● Selected text:
>> start

UNITED STATES
SECURITIES AND EXCHANGE COMMISSION

Washington, D.C. 20549

FORM 8-K

CURRENT REPORT
PURSUANT TO SECTION 13 OR 15(d) OF THE
SECURITIES EXCHANGE ACT OF 1934

Date of Report (Date of earliest event reported): April 10, 2012


SITEL Worldwide Corporation
(Exact name of registrant as specified in its charter)


Delaware 
(State or other jurisdiction
 of incorporation)
 
333-172952 
(Commission file number)
 
16-1556476 
(IRS employer identification
            number)
3102 West End Avenue
Two American Center, Suite 1000
Nashville, Tennessee 37203
 
(Address of principal executive offices)
 
 
 
37203 
(Zip Code)

(615) 301-7100
(Registrant's telephone number, including area code)

Check the appropriate box below if the Form 8-K filing is intended to simultaneously satisfy the filing obligation of the registrant under any of the following provisions (see General Instruction A.2. below):

[ ] Written communications pursuant to Rule 425 under the Securities Act (17 CFR 230.425)

>> end

● Data block:
>> start

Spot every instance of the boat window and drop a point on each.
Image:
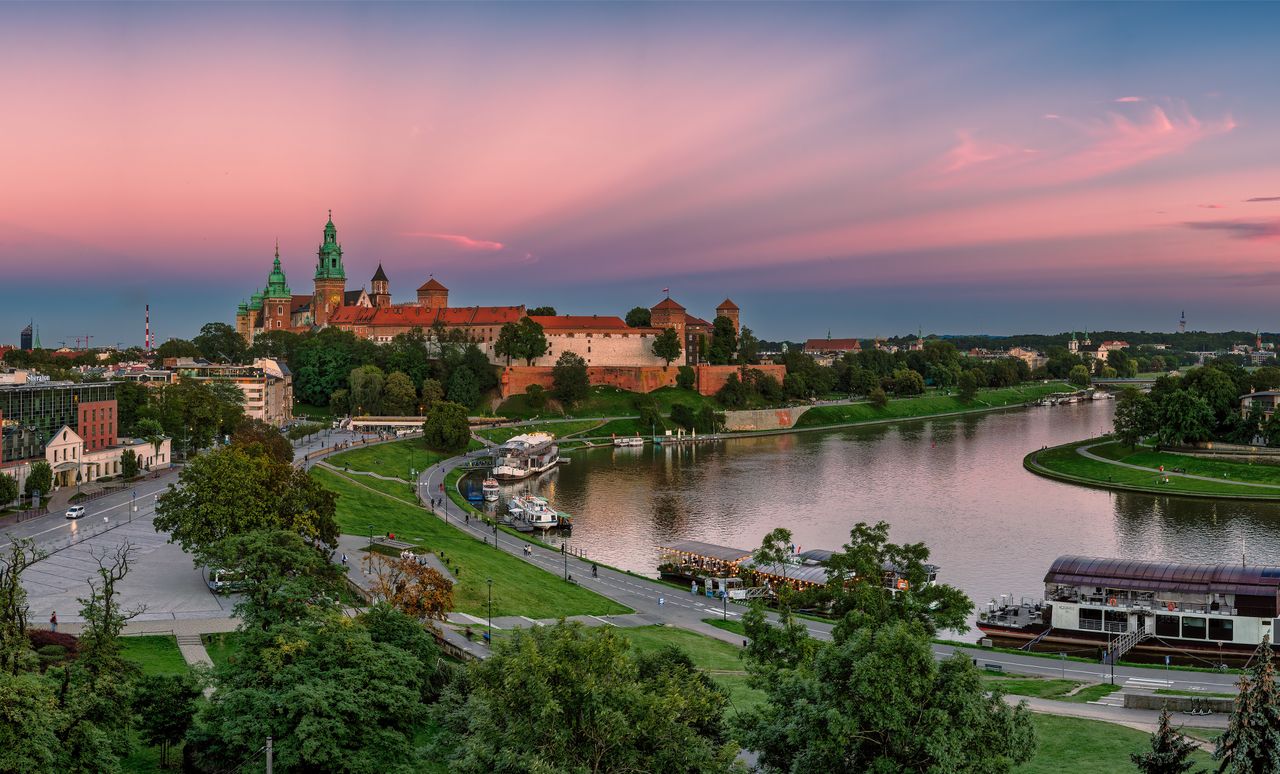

>> end

Carry on the SITEL Worldwide Form 8-K filing from its last line.

[ ] Soliciting material pursuant to Rule 14a-12 under the Exchange Act (17 CFR 240.14a-12)

[ ] Pre-commencement communications pursuant to Rule 14d-2(b) under the Exchange Act (17 CFR 240.14d-2(b))

[ ] Pre-commencement communications pursuant to Rule 13e-4(c) under the Exchange Act (17 CFR 240.13e-4(c))









Item 1.01 Entry Into a Material Definitive Agreements.
On April 10, 2012, SITEL, LLC (“SITEL, LLC”) and SITEL Finance Corp. (together with SITEL, LLC, the “Issuers”), wholly owned subsidiaries of SITEL Worldwide Corporation (the “Company”), priced the previously announced offering of $200 million in aggregate principal amount of 11% Senior Secured Notes due 2017 (the “Notes”). The Notes will be sold at a price equal to 96% of their face value.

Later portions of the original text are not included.